─── Trecho de origem
Mas hoje não vou perder a oportunidade, não, porque os EUA, previsivelmente, voltaram a bombardear a Síria. E eu ouvi muito palpite errado e desaforo depois que publiquei um artigo na Folha dizendo que o governo Biden seria o retorno ao intervencionismo imperialista, aos bombardeios não provocados, e à subserviência da imprensa americana ante essas políticas.

Junto com essa divertida charge sobre a diferença entre bombardeios Republicanos e bombardeios Democratas, deixo três prints:

NYT tecendo um poema de amor ao bombardeio já na manchete e no lide. É basicamente a imprensa fazendo assessoria de imprensa para o governo.

Tuíte de Kamala Harris de 2018 criticando o bombardeio de Trump à Síria. Kamala Harris é agora vice-presidente do governo responsável pelo bombardeio de ontem.

Tuíte da jornalista Jen Psaki de 2018 criticando o bombardeio de Trump à Síria. Jen Psaki é agora porta-voz do governo responsável pelo bombardeio de ontem.

Com a exceção da Fox e veículos de direita, e alguns veículos bem pequenos de esquerda, como o Democracy Now, toda a imprensa americana hoje faz assessoria para o governo Biden.

RECORDE

Na quinta (25) o Brasil bateu recorde de mortes em 24h desde que começou a pandemia: foram 1.582 óbitos. São 251.661 mortes no Brasil até agora.
──────
─── Dados brutos
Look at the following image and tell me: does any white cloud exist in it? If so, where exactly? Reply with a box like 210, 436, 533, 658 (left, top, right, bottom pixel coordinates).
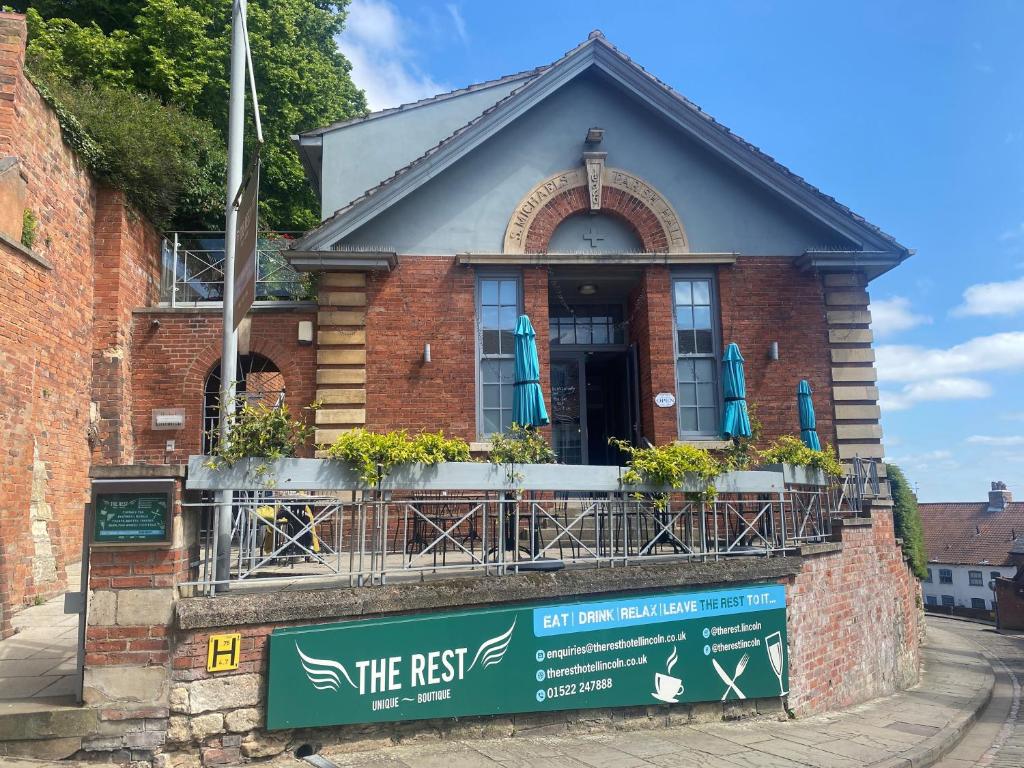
967, 434, 1024, 447
886, 450, 959, 472
877, 331, 1024, 382
879, 378, 992, 412
338, 0, 448, 110
870, 296, 932, 336
444, 3, 469, 43
999, 221, 1024, 243
953, 278, 1024, 316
──────
» **Instruções**
1 – Edite o trecho de origem de "NYT tecendo um" a "vice-presidente do governo responsável pelo bombardeio de ontem.", trocando "bombardeio" por "ataque".
2 – Segundo o trecho de origem, quantos óbitos o Brasil registrou em 24h na quinta (25)?
A listagem não é necessária.

» **Resultados do exercício**
1 –
NYT tecendo um poema de amor ao ataque já na manchete e no lide. É basicamente a imprensa fazendo assessoria de imprensa para o governo.

Tuíte de Kamala Harris de 2018 criticando o ataque de Trump à Síria. Kamala Harris é agora vice-presidente do governo responsável pelo ataque de ontem.

2 – Foram 1.582 óbitos.